+++ DATASET RECORDS
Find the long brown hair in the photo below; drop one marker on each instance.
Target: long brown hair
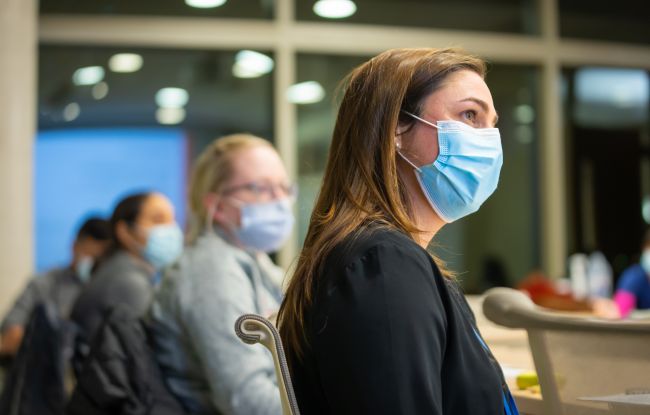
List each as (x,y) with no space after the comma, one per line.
(361,185)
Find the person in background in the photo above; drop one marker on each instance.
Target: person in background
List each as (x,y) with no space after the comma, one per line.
(370,322)
(633,288)
(60,286)
(241,201)
(145,238)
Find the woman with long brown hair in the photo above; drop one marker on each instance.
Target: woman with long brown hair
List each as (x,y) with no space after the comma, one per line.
(370,322)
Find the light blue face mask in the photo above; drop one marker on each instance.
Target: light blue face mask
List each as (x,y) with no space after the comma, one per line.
(466,171)
(265,226)
(645,261)
(164,245)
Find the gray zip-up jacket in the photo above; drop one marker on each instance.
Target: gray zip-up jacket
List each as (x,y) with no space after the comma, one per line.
(193,314)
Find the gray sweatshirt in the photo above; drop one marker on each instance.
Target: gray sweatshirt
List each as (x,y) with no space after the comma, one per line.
(193,315)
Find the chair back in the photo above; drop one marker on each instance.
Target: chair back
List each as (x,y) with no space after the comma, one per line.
(251,329)
(579,357)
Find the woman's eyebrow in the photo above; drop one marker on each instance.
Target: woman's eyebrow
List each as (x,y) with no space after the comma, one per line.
(483,105)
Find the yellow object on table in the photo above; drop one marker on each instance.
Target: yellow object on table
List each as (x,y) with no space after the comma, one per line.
(527,379)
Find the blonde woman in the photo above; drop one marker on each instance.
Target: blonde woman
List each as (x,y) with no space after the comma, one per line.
(241,202)
(370,322)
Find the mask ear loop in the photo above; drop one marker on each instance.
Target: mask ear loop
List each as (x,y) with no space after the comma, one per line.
(209,220)
(398,147)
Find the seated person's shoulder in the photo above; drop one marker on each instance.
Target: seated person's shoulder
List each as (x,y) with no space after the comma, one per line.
(386,243)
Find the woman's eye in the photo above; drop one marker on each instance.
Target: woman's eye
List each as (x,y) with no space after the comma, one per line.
(470,115)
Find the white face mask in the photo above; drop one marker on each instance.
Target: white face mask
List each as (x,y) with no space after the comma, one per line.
(84,268)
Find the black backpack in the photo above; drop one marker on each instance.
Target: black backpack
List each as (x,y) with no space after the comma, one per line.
(120,374)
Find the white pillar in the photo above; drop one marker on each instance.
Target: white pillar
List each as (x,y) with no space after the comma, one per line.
(285,114)
(553,183)
(18,57)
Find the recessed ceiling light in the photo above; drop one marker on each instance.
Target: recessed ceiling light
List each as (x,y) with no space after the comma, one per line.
(170,116)
(71,111)
(100,90)
(335,9)
(172,97)
(251,64)
(308,92)
(205,4)
(125,62)
(89,75)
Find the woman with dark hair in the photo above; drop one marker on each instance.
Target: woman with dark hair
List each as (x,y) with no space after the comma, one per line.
(633,288)
(145,238)
(371,323)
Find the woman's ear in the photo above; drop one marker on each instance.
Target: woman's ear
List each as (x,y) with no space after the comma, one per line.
(124,236)
(214,207)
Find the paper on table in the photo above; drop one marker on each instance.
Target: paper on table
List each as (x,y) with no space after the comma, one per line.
(641,399)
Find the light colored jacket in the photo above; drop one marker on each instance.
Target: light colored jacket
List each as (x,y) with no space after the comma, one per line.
(193,314)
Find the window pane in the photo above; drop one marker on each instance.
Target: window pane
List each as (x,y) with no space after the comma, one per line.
++++++
WHAT YOU ARE ASKED TO DO »
Images do not belong in the copy; reproduce all other parts of the records above verbatim.

ANSWER TO THE TASK »
Find the long brown hair in the photo below; drop one marker on each instance.
Target: long brown hair
List each as (x,y) with no space after the comma, one per line.
(361,185)
Find the person in background in the photo above; drop one marker on each instance.
Target: person in background
List each as (x,y) with no space after the comma, one per line.
(370,322)
(633,288)
(60,286)
(241,201)
(145,238)
Find the woman with long brown hair in the photo above; drop one marker on each instance.
Target: woman with long brown hair
List each as (x,y) with no space after the comma, one per line.
(370,322)
Find the light blue face mask in the photo above; drop one marker on each instance.
Target: light blue face mask
List each as (x,y) with no space after the comma, one per line.
(466,171)
(265,226)
(645,261)
(164,245)
Find the gray zip-up jacket in the photo above; drop one marker on each instance.
Target: gray zip-up jacket
List each as (x,y) with no space after the comma, one per line.
(193,314)
Find the gray sweatshirt in the photo above; drop one marker on each instance.
Target: gray sweatshirt
List each as (x,y) with no space after the comma, one per line.
(193,315)
Find the chair back in the photo above; drop one marker on each instance.
Target: chair back
List each as (x,y) with no space after the comma, one per line.
(251,329)
(579,357)
Find the woman's eyebrow in the photo above; drop one marker on each instance.
Target: woman's eyebrow
List each as (x,y) with no space after the comma, one per line.
(483,105)
Find the yellow object on table in the photo above; drop one marker on each instance.
Target: yellow object on table
List each as (x,y) with no space after the comma, one per line.
(527,379)
Find the blonde woman in the photo above; drop one marker on each instance.
Target: blonde woman
List each as (x,y) with no space after the comma, one per line.
(241,202)
(370,322)
Find the mask ear loop in the photo above; drop one marker on each instance.
Target: mask ear loop
List each as (x,y) with no space after the comma, one per line.
(209,220)
(398,147)
Find the seated person's shoulder in the photo above; drop one marker on each instance.
Target: seated person's shoulder
List each as (x,y) with no space after the comma, one per line.
(386,243)
Find the woman's eye in the photo above; drop one marker on each instance.
Target: woman's eye
List each as (x,y) with no space after the comma, one per line.
(470,115)
Find the white face mask in the photo above; drop one marker on each instance.
Target: white face mask
List each as (x,y) with no space after the comma, one per line.
(84,268)
Find the black backpack in the photo above; drop one marker on each instance.
Target: black backpack
List each as (x,y) with no space after the comma, one per line.
(120,374)
Find the white pillar in the photo above; drop one marker on each instance.
Target: white pillar
List each as (x,y) with no space after the comma, one per line.
(285,114)
(553,183)
(18,57)
Find the recessed ceiling light in the photo above; drop one marker on each instance.
Target: recessed ceiling light
List each as (x,y) with no space after the comma, one per line.
(170,116)
(71,111)
(100,90)
(335,9)
(172,97)
(251,64)
(308,92)
(205,4)
(125,62)
(89,75)
Find the woman with dark hair in the photo above; drop one marker on each instance.
Target: woman with dark hair
List each as (x,y) with no space after the comma, one per line.
(633,288)
(145,238)
(371,323)
Find the woman's ear in the photo above; drop one marker on each instance.
Target: woman's ear
List each as (x,y) with no space after the comma, one per line.
(124,236)
(214,207)
Find the paper on table in the photo above; drop one marker on each instance.
Target: paper on table
List each as (x,y) with no space after the comma, one per line.
(641,399)
Find the light colored jacket in the photo above; drop one marker on each instance.
Target: light colored jacket
List each as (x,y) with no space after the comma, one per line.
(193,314)
Find the window pane in the photo above; drop one marker on each instance.
Target: window pane
List each as (x,y) with no space after the comma, one per line.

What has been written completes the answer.